• **Exercise tasks**
(a) Answer these questions using the text on California wildfires:
(i) Who declared a state of emergency in Napa and Sonoma Counties?
(ii) What system was developed from managing these types of disasters?
(iii) In which state is the budget for fighting wildfires becoming tight, according to a recent EDM Digest article?
(b) Swap "devastating" for "catastrophic" in the part of the text on California wildfires starting with "Perhaps one of" and going on through "substantial and devastating.", and give that part back.
(c) Write the next part of the text on California wildfires, picking up right after its final sentence.

• **Text provided**
According to an article published by the San Francisco Gate, hundreds of homes and businesses have burned – forcing many to evacuate their homes.  Napa and Sonoma Counties are currently in a state of emergency, (as declared by Governor Brown). According to another article, the fires ignited on Sunday night and have been fast moving with little warning over where it threatens next. The fires could have serious repercussions on the community and the state resulting from damaged crops and a loss of revenue, not to mention the numerous homes and businesses that have gone up in flames.

Perhaps one of the most frustrating things about the wildfires in California is just how many times they have occurred in recent memory. We have gained tremendous insight into managing emergencies from the frequency of the California wildfires. For example, the Incident Command System was developed from managing these types of disasters. The damage from these fires, however, is substantial and devastating.

The United States has a few policies in place to help manage wildfires at the local, state and federal levels of government and also has a few policies in place to help mitigate them. The frequency of these events makes one ponder whether there’s more that could be done to prevent wildfires. Do we have enough policies in place to prevent them? Could our emergency management budgets possibly be to blame?

The California Wildfires have happened with such frequency that they’ve changed the way emergency management is handled in the United States. Wildfire Mitigation has also changed how we mitigate fires by working to eliminate some of the most flammable sources from property and land. Fire breaks have also been successful in preventing a fire from continuing and causing greater damage.

Policies and Wildfires

Policies have had a tremendous impact on working to help manage and mitigate wildfires. But, wildfires still happen with such frequency that government officials should be asking the question, “what else can be done to help prevent this?”  Emergency managers often have a good idea of what they need to effectively manage all of their emergency management programs – programs that also include mitigation efforts. The Forest Service recently published an article entitled, The Rising Cost of Wildfire Operations: Effects on the Forest Service’s Non-Fire Work. The report highlights how the costs of fighting wildfires has gone up, and what these effects are to the environment. A recent EDM Digest article explains that the budget for fighting wildfires is becoming tight in Montana, particularly as the fires are becoming more frequent. Wildfires are expensive – just like many other types of emergency situations, but the frequency may be creating a major headache for local and state budgets.

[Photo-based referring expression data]
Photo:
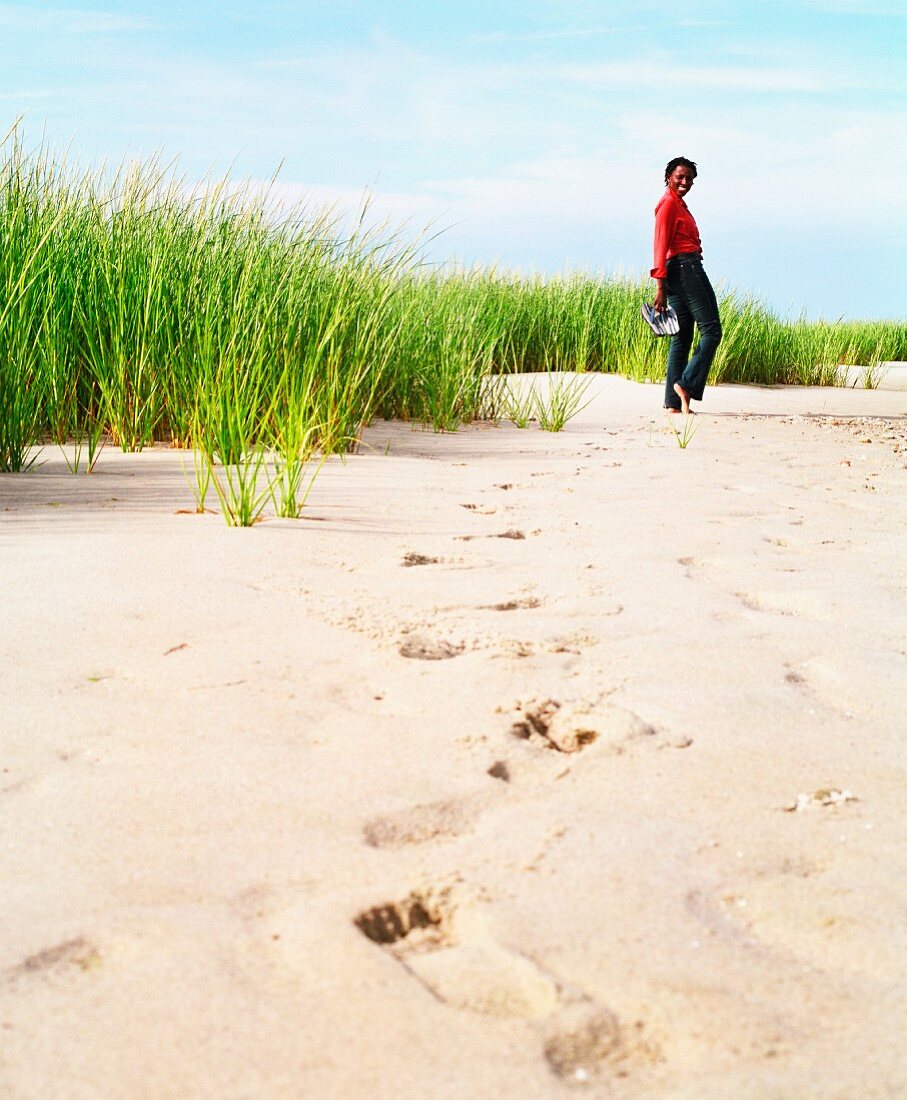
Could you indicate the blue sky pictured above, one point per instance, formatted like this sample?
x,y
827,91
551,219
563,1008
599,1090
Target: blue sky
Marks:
x,y
532,134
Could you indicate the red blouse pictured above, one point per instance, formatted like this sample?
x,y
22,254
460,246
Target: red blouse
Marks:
x,y
675,231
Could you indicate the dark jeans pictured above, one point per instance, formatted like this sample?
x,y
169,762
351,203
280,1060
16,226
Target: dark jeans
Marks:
x,y
693,298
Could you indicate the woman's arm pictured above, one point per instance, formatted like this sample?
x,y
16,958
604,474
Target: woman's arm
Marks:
x,y
664,233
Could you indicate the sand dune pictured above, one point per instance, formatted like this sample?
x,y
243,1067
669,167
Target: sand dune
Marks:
x,y
522,763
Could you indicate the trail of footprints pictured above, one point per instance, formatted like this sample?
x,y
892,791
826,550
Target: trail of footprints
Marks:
x,y
443,939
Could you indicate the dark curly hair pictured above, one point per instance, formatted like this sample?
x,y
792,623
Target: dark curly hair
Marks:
x,y
676,164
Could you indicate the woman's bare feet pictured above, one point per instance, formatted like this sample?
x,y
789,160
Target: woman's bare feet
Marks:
x,y
678,389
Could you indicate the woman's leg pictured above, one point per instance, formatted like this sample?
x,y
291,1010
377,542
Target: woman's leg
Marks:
x,y
681,342
703,305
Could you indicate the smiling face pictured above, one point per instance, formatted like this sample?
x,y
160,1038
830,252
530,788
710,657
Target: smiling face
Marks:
x,y
681,180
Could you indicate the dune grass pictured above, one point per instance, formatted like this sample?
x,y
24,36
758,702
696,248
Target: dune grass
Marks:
x,y
139,309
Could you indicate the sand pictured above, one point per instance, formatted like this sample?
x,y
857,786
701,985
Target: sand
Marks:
x,y
523,766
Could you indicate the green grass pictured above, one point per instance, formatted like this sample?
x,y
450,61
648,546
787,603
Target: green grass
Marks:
x,y
137,309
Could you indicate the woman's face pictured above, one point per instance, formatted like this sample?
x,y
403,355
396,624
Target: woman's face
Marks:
x,y
681,180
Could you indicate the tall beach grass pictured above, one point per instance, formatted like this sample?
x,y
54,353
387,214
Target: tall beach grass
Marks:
x,y
139,308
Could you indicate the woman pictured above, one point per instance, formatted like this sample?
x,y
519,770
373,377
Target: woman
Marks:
x,y
683,284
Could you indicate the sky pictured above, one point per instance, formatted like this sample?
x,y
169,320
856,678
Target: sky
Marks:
x,y
526,135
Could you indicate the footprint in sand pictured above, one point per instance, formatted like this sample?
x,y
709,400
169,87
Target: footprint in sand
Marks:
x,y
511,534
571,726
449,949
419,559
512,605
78,953
421,647
446,946
432,821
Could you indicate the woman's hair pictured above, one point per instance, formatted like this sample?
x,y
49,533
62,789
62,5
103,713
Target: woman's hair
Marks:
x,y
676,164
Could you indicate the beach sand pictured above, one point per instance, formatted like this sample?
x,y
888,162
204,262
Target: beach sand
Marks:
x,y
522,766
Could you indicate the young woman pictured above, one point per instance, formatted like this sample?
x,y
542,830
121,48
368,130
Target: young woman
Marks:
x,y
683,284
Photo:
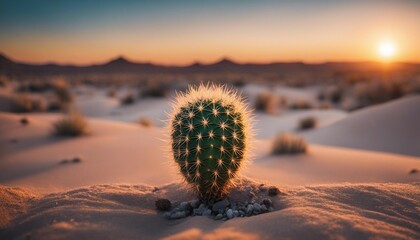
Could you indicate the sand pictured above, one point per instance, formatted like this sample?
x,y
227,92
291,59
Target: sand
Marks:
x,y
344,211
116,152
390,127
332,192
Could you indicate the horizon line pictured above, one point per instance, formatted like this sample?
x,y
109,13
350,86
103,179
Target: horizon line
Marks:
x,y
220,59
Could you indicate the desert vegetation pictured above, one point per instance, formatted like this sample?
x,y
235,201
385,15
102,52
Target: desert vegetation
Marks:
x,y
24,103
288,143
267,102
145,122
128,99
62,91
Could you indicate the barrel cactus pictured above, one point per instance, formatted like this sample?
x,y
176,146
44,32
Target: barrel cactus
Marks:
x,y
209,138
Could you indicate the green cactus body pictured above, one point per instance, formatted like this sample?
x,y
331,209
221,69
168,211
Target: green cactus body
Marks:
x,y
209,139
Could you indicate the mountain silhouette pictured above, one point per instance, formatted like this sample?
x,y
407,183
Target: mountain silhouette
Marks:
x,y
122,65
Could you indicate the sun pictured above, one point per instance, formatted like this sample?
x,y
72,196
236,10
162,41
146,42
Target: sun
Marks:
x,y
386,50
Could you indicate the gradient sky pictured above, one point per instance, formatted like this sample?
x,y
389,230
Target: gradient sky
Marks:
x,y
181,32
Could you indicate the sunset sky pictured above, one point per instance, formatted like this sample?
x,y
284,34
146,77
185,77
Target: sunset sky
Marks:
x,y
181,32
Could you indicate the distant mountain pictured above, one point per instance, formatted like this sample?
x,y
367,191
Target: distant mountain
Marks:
x,y
122,65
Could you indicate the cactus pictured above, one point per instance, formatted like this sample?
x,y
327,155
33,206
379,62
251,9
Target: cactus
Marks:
x,y
210,134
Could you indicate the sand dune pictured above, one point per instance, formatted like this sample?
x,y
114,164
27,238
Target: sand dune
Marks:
x,y
390,127
118,152
338,211
114,152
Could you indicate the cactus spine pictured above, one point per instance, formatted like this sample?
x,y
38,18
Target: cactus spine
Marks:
x,y
209,130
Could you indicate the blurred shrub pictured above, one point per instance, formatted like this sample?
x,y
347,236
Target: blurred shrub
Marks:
x,y
34,86
307,123
145,122
62,91
152,90
74,124
374,92
112,93
23,103
287,143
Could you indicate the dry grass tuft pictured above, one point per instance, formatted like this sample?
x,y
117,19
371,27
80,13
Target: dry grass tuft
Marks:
x,y
287,143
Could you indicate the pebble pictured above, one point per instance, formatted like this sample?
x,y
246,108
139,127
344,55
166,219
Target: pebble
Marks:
x,y
257,208
207,212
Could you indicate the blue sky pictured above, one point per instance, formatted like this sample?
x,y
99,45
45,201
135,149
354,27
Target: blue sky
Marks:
x,y
180,32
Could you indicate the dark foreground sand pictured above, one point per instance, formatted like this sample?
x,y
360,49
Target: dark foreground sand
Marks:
x,y
335,211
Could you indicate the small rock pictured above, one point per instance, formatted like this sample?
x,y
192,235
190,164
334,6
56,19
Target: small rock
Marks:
x,y
235,213
183,206
163,204
200,210
195,203
178,215
229,213
64,161
249,209
220,205
273,191
262,188
267,202
263,208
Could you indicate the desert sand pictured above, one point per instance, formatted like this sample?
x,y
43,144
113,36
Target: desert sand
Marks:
x,y
332,192
389,127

• **Answers per task**
(a)
(i) Governor Brown
(ii) The Incident Command System
(iii) Montana

(b)
Perhaps one of the most frustrating things about the wildfires in California is just how many times they have occurred in recent memory. We have gained tremendous insight into managing emergencies from the frequency of the California wildfires. For example, the Incident Command System was developed from managing these types of disasters. The damage from these fires, however, is substantial and catastrophic.

(c)
Emergency Management Budgets

This wouldn’t be the first time that an emergency management budget has been tight. Emergency management has often been threatened with budget cuts. President Trump’s recent proposals may further tighten the emergency management budget as funds may be cut from the program.  Further, Beverly Bell argues that budget cuts will result in a loss of personnel and resources desperately needed to help manage major catastrophes. Where wildfires are concerned, it will become more difficult for local and state governments to effectively manage the fires if they don’t have the appropriate budgets or resources in place – in many respects, volunteers won’t be able to assist either, since there appears to be a growing national shortage.

Conclusion

The wildfires in California are serious and are symptomatic of climate change and infrastructure problems the United States is experiencing when it comes to emergency management efforts. Policies like the Incident Command System and Wildfire Mitigation are particularly important for how they help to manage and mitigate these emergencies, but – the problems run much deeper than that.  As the frequency of wildfires continues to increase, so should the emergency management budget. In recent years, this hasn’t been the case because of numerous budgeting problems within the government. Ultimately, government officials need to reassess the emergency management budget to stay ahead of wildfire emergencies to protect life and property.